» WHAT TO PRODUCE:
In the entries below, copy word for word the lines from the one containing "for the louvered" through the one containing "[164,23,227,126]", including both.

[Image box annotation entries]
"""

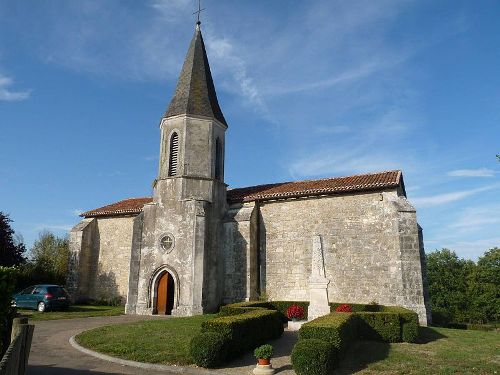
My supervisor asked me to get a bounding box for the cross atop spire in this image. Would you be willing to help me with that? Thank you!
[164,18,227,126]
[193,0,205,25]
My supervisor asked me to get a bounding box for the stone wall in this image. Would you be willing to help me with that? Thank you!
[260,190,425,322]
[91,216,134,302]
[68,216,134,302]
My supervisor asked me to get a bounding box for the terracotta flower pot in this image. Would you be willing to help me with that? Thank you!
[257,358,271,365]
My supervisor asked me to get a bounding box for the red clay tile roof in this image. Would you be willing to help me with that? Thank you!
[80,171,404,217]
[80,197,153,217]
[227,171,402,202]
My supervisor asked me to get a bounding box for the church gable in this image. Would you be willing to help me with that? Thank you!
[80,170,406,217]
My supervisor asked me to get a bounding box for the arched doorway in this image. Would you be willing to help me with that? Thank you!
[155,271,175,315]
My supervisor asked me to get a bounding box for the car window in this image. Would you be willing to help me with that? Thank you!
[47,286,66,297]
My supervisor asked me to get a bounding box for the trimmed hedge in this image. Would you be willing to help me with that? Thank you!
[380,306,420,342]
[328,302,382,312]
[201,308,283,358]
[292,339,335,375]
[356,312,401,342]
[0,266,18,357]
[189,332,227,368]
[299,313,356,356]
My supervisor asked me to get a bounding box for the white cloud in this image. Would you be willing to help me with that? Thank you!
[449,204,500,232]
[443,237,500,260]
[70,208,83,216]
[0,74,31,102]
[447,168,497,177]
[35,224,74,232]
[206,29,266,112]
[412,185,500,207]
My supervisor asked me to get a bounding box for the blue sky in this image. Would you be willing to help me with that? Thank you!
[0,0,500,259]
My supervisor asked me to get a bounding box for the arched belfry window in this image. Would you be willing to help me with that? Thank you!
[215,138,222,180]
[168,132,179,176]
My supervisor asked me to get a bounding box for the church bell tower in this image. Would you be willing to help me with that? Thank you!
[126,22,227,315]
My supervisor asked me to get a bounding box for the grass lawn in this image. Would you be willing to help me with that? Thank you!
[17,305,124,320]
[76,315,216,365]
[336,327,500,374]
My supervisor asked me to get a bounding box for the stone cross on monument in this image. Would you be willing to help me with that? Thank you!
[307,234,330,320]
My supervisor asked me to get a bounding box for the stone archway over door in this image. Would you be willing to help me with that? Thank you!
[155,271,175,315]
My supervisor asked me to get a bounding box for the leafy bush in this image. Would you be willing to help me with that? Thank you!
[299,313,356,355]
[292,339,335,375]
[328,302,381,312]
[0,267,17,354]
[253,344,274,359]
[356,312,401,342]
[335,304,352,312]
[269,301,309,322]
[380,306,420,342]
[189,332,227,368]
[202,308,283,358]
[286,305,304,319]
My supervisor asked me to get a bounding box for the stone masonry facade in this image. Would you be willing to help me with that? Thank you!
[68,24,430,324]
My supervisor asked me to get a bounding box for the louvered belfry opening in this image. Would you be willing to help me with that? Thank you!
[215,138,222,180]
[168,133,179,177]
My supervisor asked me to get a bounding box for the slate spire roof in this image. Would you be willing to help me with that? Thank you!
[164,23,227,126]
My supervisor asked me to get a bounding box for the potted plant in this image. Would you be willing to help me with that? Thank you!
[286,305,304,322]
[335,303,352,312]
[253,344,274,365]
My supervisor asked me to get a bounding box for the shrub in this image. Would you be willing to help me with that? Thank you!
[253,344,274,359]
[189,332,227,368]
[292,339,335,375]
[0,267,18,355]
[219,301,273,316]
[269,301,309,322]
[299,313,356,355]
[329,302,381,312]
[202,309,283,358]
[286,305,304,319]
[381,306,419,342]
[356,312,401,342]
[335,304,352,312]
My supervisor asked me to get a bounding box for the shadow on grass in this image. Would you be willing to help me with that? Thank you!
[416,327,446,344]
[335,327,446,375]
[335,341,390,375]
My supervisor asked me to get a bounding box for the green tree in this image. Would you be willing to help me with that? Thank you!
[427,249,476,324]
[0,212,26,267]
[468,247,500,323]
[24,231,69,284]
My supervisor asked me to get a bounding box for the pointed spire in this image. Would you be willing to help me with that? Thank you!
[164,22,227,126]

"""
"""

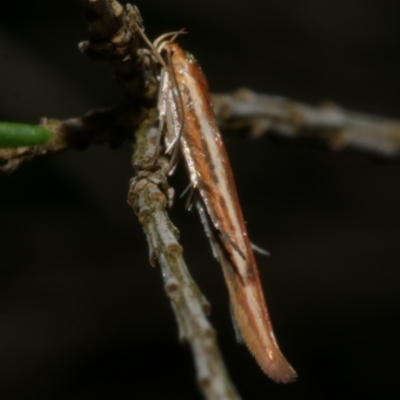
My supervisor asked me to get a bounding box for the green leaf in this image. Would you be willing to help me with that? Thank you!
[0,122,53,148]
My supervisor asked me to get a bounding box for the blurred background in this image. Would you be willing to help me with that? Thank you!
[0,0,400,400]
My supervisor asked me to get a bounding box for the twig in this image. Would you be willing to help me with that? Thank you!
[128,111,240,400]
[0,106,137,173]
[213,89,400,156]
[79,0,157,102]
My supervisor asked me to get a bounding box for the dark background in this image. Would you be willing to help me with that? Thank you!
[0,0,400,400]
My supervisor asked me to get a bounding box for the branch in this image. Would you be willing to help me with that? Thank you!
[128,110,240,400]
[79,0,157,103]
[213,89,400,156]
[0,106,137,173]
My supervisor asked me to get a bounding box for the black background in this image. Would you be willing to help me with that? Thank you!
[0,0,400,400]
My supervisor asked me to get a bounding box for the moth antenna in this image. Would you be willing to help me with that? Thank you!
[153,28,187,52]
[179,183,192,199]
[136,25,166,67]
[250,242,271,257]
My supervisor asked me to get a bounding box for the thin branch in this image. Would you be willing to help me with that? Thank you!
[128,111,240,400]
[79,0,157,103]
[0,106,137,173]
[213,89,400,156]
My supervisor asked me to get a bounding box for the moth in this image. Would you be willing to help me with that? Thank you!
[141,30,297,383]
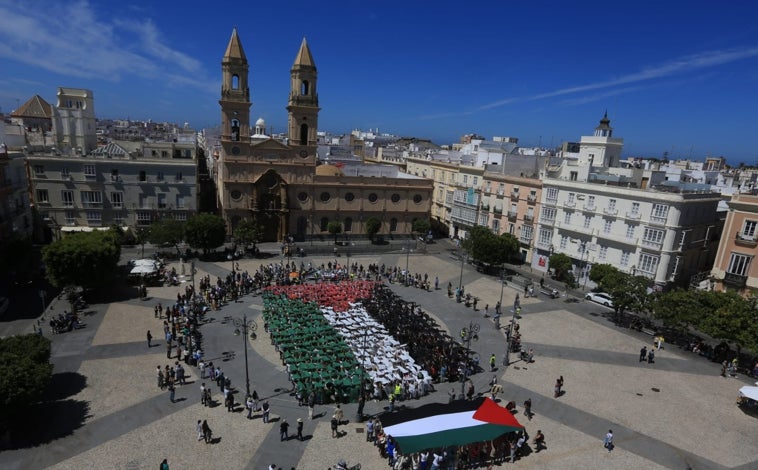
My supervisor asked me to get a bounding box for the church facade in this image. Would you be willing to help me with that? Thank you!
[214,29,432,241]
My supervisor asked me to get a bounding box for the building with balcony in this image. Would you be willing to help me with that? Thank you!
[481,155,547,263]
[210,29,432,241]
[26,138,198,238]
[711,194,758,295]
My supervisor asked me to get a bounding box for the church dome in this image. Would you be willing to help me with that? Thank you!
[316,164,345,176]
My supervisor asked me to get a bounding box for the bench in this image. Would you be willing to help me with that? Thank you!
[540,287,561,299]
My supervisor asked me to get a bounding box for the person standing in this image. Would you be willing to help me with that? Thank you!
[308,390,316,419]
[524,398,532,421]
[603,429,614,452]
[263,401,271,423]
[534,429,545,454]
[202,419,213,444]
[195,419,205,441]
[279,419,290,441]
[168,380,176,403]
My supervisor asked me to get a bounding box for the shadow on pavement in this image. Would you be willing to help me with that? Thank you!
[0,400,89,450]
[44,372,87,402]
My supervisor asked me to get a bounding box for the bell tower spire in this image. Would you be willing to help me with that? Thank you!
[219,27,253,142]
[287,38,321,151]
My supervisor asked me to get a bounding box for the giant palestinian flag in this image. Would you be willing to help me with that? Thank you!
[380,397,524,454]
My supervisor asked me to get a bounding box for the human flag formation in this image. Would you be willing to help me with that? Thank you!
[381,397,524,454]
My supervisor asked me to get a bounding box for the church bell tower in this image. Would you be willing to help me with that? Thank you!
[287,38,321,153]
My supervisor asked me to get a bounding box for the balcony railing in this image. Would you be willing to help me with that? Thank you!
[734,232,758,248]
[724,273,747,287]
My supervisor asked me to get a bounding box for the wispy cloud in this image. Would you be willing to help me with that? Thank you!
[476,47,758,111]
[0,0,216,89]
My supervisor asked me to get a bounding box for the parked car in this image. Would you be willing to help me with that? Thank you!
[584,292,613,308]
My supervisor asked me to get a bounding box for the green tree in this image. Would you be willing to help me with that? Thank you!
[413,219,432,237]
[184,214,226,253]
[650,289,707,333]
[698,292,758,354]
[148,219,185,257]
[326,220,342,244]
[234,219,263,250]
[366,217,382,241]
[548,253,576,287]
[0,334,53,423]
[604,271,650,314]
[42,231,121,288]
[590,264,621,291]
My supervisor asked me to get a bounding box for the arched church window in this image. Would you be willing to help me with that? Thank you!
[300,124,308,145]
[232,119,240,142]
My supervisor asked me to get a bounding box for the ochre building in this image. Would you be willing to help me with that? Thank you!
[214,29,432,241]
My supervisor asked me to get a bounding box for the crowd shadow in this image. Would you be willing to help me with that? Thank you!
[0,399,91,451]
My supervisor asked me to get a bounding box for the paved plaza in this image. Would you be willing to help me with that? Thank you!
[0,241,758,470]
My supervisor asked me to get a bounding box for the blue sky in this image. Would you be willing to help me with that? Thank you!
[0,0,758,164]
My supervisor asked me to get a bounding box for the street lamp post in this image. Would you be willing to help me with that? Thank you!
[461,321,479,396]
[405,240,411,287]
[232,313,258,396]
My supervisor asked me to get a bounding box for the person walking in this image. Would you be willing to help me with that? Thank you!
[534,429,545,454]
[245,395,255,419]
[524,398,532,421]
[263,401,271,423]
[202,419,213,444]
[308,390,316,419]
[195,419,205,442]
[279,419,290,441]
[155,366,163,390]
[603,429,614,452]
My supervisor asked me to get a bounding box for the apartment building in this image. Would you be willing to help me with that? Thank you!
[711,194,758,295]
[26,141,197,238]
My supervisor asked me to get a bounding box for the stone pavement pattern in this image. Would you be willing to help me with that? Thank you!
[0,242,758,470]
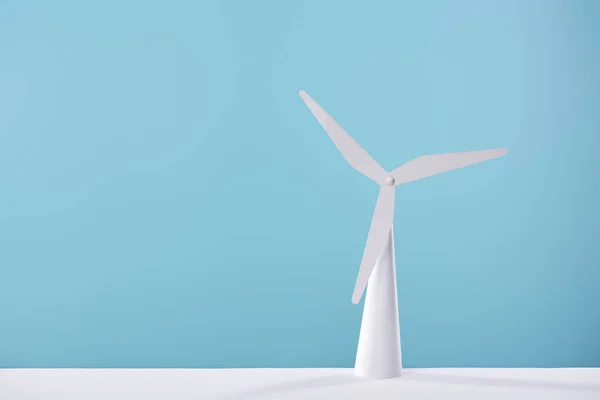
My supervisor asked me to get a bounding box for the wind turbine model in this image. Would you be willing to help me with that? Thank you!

"""

» TASK ANSWER:
My supervisor asked me to get a bounding box for the louvered belfry opening in this image. Would you be willing to help me with that? Thank you!
[215,138,222,180]
[168,133,179,177]
My supervisor asked me to get a bounding box for the slate spire roof in this image. Would you be willing to help me with that? Thank you!
[164,23,227,126]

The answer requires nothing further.